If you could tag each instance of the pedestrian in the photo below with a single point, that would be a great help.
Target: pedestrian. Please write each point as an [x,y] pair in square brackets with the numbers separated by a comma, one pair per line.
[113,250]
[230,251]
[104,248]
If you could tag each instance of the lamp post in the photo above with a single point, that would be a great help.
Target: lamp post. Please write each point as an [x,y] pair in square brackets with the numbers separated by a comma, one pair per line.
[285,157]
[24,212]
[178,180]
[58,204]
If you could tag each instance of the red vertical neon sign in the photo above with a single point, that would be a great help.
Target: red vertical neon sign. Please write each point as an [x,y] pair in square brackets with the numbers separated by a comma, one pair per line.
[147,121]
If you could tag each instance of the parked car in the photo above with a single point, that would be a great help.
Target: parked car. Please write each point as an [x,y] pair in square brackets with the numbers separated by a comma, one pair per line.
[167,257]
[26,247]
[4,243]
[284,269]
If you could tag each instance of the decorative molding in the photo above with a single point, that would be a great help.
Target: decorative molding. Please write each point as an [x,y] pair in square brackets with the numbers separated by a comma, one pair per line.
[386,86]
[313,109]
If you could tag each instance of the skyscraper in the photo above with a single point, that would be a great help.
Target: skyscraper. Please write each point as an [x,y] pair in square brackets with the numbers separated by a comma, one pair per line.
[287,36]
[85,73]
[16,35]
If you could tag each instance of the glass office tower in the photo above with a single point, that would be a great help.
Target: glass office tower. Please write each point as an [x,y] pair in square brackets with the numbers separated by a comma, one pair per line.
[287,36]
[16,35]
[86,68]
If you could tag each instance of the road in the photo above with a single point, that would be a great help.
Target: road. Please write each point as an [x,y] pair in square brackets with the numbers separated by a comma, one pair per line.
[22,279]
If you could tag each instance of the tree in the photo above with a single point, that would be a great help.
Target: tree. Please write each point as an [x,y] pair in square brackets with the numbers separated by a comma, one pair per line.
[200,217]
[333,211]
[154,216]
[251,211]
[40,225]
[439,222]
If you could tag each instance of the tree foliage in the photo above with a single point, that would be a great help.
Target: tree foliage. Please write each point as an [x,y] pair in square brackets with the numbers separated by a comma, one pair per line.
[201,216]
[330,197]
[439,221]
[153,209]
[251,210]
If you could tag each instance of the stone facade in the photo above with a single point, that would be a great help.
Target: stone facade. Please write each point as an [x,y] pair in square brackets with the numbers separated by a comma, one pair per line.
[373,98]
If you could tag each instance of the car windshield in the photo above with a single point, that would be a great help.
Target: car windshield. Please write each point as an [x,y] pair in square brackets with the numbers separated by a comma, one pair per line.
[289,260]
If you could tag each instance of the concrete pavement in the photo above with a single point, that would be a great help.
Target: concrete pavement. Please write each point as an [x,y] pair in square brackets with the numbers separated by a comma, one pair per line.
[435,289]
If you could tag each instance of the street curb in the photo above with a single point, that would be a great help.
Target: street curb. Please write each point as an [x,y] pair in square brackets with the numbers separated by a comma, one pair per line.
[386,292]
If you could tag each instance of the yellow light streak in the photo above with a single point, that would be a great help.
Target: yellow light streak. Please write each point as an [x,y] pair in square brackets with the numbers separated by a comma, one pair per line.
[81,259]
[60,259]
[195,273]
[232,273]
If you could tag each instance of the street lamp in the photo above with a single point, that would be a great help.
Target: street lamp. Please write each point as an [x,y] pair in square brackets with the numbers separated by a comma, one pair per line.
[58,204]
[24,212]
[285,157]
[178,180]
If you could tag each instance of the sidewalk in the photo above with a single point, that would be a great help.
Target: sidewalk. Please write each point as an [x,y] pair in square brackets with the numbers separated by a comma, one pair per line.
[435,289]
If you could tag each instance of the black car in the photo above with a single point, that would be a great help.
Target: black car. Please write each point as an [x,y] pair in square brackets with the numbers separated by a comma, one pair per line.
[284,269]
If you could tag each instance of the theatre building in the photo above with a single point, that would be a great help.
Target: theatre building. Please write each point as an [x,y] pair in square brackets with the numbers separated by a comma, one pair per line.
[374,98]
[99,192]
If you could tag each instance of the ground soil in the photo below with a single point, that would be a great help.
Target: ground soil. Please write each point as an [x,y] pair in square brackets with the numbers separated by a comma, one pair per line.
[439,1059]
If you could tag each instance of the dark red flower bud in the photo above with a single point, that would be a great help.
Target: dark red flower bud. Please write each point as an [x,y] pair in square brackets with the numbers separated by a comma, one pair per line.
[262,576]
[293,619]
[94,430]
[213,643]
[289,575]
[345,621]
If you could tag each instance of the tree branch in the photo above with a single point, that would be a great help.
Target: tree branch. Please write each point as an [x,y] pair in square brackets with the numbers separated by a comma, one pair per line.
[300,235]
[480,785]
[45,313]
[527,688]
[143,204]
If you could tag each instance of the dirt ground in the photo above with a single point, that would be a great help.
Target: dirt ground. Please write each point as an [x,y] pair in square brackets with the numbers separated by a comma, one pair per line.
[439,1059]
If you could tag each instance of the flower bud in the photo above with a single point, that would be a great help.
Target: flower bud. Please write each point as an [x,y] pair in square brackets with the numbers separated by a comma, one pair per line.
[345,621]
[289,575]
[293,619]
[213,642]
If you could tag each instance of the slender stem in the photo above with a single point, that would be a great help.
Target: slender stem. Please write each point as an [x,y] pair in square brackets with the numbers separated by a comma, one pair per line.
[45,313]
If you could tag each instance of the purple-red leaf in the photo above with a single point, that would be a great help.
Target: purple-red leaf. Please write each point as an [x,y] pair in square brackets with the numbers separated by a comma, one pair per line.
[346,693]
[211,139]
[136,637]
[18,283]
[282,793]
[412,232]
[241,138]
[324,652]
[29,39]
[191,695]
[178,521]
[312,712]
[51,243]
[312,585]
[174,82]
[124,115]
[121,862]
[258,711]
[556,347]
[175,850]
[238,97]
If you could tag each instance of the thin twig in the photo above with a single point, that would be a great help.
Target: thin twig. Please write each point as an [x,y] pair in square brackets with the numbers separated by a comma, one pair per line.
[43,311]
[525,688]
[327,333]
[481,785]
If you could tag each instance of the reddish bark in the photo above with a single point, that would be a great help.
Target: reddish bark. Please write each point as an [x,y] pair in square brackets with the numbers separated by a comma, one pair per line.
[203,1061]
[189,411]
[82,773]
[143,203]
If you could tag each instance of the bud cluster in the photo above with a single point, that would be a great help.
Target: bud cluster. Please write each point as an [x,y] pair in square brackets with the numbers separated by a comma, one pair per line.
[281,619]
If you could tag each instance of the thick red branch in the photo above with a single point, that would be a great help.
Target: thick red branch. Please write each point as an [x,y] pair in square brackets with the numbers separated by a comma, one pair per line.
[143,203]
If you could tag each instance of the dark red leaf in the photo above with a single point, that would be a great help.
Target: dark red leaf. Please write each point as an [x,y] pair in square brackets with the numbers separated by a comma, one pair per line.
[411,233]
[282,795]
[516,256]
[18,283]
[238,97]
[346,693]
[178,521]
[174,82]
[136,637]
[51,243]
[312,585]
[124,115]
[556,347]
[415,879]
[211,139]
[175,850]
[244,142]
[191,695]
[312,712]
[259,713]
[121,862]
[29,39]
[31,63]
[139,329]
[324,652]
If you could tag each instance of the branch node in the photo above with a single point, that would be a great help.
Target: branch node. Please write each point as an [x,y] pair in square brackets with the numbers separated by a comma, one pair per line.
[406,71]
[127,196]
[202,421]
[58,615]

§ CHALLENGE: Can you restate the records from the line with "If you could tag each instance of the dark red leaf" through the end of the records, swapping "dark red leaf" for "crimson leaf" wherever it appears and keeping everything else unchanged?

§ TASK RESPONSE:
If you could tag each instance of the crimson leaf in the photo above with a single point, that would be a great help.
Target: crimson leaf. Please write each point as an [x,y] pair in square brackets with the numbers separated by a comma, one pair per line.
[411,233]
[282,795]
[516,256]
[18,283]
[238,97]
[346,693]
[178,521]
[174,82]
[136,637]
[51,243]
[312,585]
[124,115]
[556,347]
[415,879]
[211,139]
[175,850]
[244,142]
[191,695]
[312,712]
[259,713]
[121,862]
[29,39]
[31,63]
[139,329]
[324,652]
If you could tag each instance of the branch node in the photo above with a single point, that would be a great help.
Target: branch node. Please write each point as an [x,y] pair in square brackets with the numbers separated by a comma, one pair per line.
[406,71]
[127,196]
[202,421]
[58,615]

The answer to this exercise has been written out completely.